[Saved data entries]
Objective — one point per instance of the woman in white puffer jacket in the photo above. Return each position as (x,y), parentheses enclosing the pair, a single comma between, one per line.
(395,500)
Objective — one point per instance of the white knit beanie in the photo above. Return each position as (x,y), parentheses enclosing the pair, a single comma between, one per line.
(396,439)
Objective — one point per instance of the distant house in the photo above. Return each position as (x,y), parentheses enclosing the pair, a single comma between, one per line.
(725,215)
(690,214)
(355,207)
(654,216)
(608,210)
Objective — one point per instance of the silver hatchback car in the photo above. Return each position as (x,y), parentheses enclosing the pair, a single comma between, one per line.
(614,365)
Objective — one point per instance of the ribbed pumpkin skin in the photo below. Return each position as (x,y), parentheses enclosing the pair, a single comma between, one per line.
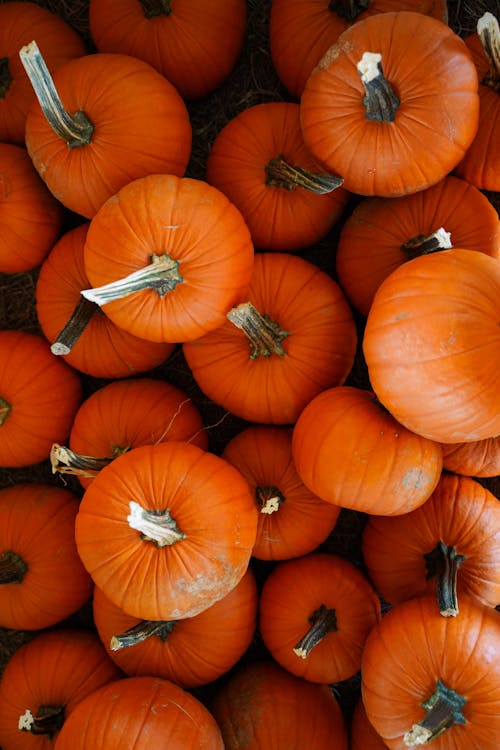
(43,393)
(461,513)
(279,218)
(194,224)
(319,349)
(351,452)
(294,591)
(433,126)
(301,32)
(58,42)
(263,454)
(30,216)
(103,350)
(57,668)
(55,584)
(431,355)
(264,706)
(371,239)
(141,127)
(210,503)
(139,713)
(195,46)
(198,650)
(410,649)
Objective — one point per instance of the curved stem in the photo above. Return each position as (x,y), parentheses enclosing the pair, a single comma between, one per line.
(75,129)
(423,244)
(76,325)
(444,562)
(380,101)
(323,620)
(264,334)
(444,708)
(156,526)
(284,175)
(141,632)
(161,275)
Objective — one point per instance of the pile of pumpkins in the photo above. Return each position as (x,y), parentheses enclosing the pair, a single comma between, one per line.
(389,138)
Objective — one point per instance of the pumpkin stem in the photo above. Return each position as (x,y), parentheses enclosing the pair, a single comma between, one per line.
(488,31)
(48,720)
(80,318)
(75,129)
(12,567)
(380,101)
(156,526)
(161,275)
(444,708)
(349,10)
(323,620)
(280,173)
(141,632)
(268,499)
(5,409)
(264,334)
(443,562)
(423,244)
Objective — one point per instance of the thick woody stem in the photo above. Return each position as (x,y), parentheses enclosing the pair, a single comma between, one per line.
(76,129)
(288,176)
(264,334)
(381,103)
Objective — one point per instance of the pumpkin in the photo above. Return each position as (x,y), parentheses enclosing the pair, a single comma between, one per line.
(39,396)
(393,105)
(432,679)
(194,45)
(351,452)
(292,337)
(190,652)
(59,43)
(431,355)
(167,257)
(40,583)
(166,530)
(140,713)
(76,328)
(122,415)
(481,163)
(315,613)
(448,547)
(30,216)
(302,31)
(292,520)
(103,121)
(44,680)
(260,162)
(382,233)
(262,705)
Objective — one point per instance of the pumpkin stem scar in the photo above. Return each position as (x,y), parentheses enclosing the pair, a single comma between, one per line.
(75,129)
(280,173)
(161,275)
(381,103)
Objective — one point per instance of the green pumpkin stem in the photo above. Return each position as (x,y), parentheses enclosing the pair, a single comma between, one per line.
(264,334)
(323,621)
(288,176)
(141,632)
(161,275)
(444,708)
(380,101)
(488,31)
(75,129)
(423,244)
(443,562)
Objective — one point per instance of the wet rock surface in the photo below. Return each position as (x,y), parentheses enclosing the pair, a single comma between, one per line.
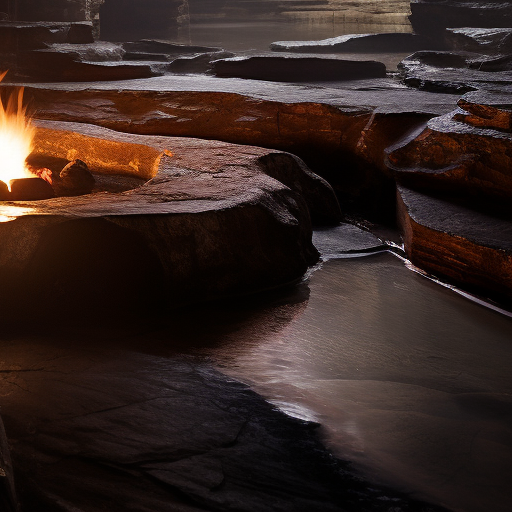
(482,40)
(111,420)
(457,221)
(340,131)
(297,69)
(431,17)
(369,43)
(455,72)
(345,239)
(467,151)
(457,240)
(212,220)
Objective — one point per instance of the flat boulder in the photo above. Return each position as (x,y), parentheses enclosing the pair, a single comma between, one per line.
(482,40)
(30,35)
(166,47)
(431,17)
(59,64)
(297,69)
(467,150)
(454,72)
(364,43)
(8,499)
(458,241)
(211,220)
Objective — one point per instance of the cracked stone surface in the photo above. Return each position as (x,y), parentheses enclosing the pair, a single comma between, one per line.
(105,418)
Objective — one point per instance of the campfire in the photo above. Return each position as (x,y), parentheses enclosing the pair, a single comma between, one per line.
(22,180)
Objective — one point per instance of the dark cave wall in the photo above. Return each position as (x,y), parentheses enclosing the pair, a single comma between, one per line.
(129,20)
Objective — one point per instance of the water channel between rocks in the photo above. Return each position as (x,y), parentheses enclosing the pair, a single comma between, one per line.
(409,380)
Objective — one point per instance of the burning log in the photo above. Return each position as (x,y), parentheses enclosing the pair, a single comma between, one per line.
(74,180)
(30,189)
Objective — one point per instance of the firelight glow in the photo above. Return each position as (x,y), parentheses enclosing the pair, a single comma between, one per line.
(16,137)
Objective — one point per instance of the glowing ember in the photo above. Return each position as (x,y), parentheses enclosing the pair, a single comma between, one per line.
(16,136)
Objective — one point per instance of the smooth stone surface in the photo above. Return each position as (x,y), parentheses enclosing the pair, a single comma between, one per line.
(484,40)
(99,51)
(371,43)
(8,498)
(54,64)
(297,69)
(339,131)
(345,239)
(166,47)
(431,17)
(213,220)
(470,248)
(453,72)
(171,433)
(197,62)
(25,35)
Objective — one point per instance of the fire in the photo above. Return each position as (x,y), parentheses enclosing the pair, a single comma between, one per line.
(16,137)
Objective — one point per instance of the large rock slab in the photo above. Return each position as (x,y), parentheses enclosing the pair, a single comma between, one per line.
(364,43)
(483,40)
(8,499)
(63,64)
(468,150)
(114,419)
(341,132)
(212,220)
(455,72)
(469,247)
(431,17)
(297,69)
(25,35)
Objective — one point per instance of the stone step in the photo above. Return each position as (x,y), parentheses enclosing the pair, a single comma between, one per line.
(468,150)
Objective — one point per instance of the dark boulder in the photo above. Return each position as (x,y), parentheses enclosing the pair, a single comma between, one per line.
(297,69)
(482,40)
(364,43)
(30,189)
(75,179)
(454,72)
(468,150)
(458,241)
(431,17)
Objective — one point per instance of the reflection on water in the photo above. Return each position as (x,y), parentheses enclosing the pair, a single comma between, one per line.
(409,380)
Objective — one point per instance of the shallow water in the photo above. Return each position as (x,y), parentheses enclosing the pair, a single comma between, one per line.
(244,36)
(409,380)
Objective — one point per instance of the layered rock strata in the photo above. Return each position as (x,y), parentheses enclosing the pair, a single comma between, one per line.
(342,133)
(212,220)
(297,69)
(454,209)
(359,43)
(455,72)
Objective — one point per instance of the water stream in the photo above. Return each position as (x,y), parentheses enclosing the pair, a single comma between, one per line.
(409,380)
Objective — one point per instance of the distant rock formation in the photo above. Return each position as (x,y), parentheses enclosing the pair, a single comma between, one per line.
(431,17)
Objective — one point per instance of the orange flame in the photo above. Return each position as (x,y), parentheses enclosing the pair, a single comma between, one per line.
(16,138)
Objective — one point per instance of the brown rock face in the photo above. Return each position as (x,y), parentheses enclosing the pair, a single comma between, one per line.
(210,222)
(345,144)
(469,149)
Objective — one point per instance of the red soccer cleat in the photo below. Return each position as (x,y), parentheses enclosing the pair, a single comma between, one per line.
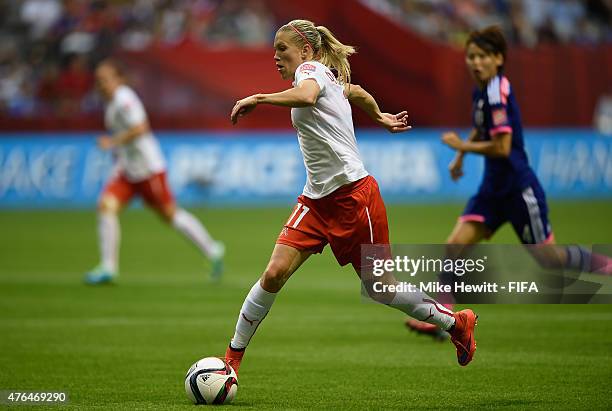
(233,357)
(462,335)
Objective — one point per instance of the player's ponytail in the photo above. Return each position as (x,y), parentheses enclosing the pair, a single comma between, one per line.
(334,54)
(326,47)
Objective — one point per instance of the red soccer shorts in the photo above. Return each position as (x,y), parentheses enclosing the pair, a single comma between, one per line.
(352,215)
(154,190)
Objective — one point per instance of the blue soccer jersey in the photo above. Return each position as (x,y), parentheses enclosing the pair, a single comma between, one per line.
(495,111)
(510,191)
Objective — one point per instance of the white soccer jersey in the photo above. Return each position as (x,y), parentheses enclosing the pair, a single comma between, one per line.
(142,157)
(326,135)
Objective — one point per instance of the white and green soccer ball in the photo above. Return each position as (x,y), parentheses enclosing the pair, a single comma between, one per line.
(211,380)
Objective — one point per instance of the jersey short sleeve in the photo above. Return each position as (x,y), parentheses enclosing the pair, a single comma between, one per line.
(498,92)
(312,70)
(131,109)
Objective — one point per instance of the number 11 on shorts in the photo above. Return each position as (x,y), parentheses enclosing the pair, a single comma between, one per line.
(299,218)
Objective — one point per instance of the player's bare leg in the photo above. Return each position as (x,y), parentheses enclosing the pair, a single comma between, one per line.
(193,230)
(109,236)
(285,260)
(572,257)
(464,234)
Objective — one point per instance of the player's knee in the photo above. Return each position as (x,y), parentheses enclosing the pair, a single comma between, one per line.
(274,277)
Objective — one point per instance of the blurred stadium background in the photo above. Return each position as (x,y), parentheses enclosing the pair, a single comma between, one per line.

ASSIGNED TASK: Please copy the line that holds "Objective — one point per instance of the blue" and each line under it through the last line above, exactly as they stand, adding nothing.

WRITTEN SOLUTION:
Objective — one point per instance of the blue soccer jersey in the photo above. Return each position as (x,y), parentheses enclosing the pair, a single comma between, one per line.
(495,111)
(510,191)
Objective — one point per instance of the white soccer jersey in the photo above. Return each position as (x,y), parentheses enclosing the pair, a single comma between, one per line.
(142,157)
(326,135)
Objective — one point per instance of the white and green soccer ball in the photo above. Return each position as (x,y), parentheses enclosing the pair, a single comma between, one per line.
(211,380)
Objective — one point per instance of the jersey short sleeve in the photo above. Return each position as (x,y), parentheses enclosing the pair, a single comma between, one per line.
(498,92)
(312,70)
(131,109)
Objective — one point per instance of the number 11 on shorts in the photo above. Return each position as (x,y), parentheses enclosing the pair, a single comma between, one per line.
(299,218)
Objective — one point per instance of the player's bare leg in the photo above. Return each position as (x,y), parentheses enclosing the pair, a single comma between, one per line.
(193,230)
(109,236)
(285,260)
(572,257)
(464,234)
Objective — one point per instance of the player's knee in the photo above. Return each position as (x,y), parentheses enclosing the pair, a single comma between, one per line.
(274,277)
Objective — one point per instance of the blurred stadium background in the photo above. Return each position as (x,y), parentheses enclosing the pair, a single comma between, one per line.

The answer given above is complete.